Entries provided:

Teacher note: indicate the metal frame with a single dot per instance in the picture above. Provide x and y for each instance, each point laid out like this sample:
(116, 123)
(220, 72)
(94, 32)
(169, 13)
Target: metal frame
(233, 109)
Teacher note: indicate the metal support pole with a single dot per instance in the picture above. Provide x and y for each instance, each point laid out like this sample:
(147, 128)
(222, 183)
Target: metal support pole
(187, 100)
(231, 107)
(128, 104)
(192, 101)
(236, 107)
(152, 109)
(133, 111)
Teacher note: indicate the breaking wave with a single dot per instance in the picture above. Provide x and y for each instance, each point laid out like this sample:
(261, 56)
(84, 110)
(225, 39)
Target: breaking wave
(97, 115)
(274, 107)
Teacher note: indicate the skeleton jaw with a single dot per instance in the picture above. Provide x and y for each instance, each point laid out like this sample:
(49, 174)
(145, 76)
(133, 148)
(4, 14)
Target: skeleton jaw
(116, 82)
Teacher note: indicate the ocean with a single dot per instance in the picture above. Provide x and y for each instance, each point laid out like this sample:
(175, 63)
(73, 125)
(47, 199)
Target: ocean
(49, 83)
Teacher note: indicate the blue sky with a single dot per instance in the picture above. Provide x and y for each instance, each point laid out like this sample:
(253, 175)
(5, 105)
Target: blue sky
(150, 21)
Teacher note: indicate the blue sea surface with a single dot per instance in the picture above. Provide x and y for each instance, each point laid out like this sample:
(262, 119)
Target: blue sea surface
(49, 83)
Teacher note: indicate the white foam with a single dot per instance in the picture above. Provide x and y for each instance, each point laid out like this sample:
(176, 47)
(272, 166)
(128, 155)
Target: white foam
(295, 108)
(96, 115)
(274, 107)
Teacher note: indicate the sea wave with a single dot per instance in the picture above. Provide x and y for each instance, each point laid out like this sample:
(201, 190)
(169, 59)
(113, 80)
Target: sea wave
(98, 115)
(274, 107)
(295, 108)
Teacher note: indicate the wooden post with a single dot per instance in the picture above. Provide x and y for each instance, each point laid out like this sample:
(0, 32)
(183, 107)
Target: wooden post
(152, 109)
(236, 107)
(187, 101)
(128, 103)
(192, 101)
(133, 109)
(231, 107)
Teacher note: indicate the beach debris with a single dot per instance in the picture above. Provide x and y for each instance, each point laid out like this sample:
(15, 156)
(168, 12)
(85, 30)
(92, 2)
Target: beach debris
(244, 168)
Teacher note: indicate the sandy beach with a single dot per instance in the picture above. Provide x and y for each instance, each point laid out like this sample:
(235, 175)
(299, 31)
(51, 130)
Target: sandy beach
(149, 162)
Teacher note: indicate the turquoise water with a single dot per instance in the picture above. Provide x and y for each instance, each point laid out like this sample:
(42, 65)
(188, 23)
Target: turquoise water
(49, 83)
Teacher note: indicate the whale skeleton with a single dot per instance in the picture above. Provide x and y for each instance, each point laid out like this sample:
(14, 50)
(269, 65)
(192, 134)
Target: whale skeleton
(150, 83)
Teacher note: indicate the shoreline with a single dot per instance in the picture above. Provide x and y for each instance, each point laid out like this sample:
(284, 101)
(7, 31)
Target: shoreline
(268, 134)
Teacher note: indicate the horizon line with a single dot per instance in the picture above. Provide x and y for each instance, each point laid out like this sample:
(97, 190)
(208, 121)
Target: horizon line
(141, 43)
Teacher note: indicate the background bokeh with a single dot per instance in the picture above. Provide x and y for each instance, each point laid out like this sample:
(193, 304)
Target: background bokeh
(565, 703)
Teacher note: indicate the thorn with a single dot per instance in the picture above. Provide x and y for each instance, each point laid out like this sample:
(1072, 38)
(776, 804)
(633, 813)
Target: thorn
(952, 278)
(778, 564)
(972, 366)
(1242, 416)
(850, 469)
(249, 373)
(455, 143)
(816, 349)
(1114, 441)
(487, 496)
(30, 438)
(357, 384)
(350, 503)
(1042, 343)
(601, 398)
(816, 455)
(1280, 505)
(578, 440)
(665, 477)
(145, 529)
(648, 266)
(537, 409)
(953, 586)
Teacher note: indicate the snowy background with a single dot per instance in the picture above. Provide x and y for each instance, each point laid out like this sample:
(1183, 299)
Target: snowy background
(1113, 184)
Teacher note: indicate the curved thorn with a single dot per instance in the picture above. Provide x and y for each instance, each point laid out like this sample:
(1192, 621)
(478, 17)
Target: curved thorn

==

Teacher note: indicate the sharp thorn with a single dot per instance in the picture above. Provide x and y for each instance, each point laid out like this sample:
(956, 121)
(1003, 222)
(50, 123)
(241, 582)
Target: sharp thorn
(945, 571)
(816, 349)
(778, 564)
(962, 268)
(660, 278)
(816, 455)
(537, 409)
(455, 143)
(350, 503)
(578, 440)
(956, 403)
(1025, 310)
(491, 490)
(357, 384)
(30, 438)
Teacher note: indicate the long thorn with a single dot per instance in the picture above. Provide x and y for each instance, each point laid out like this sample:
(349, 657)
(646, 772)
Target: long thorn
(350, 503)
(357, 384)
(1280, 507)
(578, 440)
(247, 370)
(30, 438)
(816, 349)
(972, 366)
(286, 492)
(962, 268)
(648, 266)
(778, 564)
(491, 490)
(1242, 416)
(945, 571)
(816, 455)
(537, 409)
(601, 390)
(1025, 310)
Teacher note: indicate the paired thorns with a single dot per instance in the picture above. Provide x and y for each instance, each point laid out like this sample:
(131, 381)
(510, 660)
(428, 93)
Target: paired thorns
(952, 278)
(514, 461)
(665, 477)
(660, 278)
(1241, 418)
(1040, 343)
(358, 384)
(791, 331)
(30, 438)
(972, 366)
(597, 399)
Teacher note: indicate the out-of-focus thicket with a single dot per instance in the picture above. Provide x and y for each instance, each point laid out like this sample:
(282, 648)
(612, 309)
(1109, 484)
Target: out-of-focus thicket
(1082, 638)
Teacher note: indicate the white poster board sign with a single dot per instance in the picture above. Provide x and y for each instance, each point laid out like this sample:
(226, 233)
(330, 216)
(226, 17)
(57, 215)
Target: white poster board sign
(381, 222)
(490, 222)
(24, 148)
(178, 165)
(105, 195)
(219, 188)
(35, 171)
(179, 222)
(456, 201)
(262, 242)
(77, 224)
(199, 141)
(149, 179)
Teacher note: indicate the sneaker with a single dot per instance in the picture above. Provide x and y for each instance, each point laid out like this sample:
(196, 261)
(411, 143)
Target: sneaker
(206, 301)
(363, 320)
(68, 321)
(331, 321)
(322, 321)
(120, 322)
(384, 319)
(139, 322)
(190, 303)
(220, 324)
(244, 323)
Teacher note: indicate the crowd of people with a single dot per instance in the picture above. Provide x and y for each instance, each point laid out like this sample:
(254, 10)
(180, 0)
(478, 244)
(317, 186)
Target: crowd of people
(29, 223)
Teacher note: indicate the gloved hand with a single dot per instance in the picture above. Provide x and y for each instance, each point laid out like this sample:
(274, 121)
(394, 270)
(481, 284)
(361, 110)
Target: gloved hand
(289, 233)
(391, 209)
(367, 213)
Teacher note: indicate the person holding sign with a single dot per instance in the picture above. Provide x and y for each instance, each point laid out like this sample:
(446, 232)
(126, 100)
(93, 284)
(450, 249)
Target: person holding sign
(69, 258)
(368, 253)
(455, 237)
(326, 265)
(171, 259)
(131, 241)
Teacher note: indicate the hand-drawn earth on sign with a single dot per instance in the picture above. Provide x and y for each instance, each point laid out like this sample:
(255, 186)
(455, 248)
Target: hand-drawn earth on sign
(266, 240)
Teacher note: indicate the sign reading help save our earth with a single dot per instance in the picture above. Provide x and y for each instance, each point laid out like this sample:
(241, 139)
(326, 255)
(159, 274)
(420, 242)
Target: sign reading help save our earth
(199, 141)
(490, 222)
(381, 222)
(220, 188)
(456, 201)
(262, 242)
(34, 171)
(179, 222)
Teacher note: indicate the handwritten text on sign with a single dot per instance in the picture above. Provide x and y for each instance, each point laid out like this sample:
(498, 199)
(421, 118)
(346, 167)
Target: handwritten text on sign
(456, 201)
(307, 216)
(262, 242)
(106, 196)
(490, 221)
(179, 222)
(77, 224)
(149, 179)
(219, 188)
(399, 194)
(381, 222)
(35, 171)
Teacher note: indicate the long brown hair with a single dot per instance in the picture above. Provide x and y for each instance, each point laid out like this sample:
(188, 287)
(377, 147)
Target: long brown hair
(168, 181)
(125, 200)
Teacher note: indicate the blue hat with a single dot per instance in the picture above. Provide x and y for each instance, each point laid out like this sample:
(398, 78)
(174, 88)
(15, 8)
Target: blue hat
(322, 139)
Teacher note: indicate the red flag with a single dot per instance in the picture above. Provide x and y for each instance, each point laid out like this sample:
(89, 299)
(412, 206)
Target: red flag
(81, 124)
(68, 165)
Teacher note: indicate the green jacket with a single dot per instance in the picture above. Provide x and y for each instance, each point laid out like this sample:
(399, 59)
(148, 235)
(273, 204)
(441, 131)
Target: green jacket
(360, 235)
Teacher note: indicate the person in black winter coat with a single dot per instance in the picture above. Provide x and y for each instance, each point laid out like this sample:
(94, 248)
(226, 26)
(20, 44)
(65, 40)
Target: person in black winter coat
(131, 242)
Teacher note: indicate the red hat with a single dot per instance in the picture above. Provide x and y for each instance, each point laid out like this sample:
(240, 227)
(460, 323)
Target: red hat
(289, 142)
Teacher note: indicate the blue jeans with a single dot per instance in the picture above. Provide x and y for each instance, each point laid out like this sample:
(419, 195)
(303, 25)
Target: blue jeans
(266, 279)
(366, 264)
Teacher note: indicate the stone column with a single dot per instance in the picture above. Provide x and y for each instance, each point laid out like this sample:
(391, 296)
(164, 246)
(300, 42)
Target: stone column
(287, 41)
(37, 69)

Exercise prompt: Only the number of lines in the data that hold "curved" should be stated.

Answer to this problem: 2